Sometimes I look at my son in all his cherubic, ten-month-old innocence, and feel a vague sense of panic at the realisation that he is not going to be this cute little baby forever. You’d think I’d be less surprised, what with him being our third child, but there’s something about him being the last-born – and the only boy – that makes me wish he would delay the whole growing-up thing. He’s at the age where he’s starting to fight going to sleep (which makes bedtime so much more fun) and where he’s discovering boundaries (the bottom row of the bookshelf and the cat’s food bowls are, in his eyes, playthings). This is part of the reason I jumped at the chance to read Heather Haupt’s Knights In Training.
I received an electronic version of Knights In Training in exchange for an honest review as part of the book launch team. This post contains affiliate links.
Adopting the Knight’s Code
I have come to realise that raising a son comes with its own unique challenges compared to raising daughters. In some ways the challenges are the same, of course, but there are things about sons that I didn’t have to think about when it was just the girls. We’ve always referred to our girls as our princesses, but referring to Rafe as my little prince never sat so comfortably with me. Perhaps it was just my own reaction to all the comments of “Oh, you’ve finally got your boy!” throughout the pregnancy and the course of this year, or the hints that we were expected to spoil him rotten as the only son. But I am totally on board with the idea of a knight, a slayer of dragons and defender of the kingdom.
Heather Haupt, mom to three boys and one girl, was inspired to write Knights In Training by what she saw in her own family when they adopted the Knight’s Code and began training their sons to live a lifestyle of chivalry. Knights In Training is based on the Knight’s Code of Chivalry from the epic Song of Roland. Haupt outlines ten codes for modern-day knights to follow.

INPUT DATA:
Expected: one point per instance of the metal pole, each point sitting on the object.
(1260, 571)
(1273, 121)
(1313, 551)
...
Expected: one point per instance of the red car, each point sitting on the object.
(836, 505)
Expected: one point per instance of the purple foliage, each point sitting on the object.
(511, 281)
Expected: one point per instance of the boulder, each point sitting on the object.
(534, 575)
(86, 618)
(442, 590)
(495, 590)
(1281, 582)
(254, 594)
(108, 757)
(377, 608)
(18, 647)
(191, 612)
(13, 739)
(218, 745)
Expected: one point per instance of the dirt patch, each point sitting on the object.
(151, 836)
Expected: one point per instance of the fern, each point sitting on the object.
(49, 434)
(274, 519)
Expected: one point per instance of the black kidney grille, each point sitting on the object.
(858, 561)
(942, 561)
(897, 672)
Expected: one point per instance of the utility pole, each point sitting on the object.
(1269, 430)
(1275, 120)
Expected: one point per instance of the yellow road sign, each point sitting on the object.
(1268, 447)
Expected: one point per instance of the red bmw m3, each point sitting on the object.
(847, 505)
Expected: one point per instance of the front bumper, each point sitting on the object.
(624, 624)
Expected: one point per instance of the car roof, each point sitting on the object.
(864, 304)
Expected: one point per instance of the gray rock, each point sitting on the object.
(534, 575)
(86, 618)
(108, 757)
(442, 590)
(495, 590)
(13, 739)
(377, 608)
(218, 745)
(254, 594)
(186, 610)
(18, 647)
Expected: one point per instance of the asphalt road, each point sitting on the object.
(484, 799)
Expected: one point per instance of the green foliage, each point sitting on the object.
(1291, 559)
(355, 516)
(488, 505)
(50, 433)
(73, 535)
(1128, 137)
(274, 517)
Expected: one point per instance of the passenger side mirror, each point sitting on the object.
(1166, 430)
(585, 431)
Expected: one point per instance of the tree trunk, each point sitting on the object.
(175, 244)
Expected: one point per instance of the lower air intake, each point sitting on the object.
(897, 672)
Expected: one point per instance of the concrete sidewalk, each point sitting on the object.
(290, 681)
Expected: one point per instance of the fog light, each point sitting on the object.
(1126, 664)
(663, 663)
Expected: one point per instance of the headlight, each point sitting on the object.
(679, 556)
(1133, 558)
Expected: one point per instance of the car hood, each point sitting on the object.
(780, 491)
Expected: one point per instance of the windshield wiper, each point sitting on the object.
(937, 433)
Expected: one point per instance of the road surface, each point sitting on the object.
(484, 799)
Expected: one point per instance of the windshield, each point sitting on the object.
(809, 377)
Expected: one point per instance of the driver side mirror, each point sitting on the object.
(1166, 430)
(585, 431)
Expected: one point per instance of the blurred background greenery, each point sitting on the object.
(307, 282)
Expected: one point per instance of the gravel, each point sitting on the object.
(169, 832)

TASK DETAILS:
Continue the review of Knights In Training from the point where it stops.

TASK OUTPUT:
The first code, of course, is to love God with all your heart, soul and mind. This is what we desire above all for our children. I’m thrilled that this is at the top of the list of the Knight’s Code, and that it is a recurring theme throughout the book.
The other codes include obedience to those in authority, standing against injustice, defending the weak, respecting the honour of women, refraining from wanonly giving offense, speaking the truth, being generous, perseverance, and the pursuit of excellence. These are all biblical ideas. Haupt is clear that faith is crucial to the Code:
“Our knights in training flourish when this foundation is in place because it motivates them to live consistent, compassionate lives of service to both God and the people they encounter each day. Belief in God gives one a reason to live outside of oneself, a reason to live with virtue, and a reason to live with purpose because they recognise that there is an authority outside of themselves or whomever happens to be in charge at that moment.”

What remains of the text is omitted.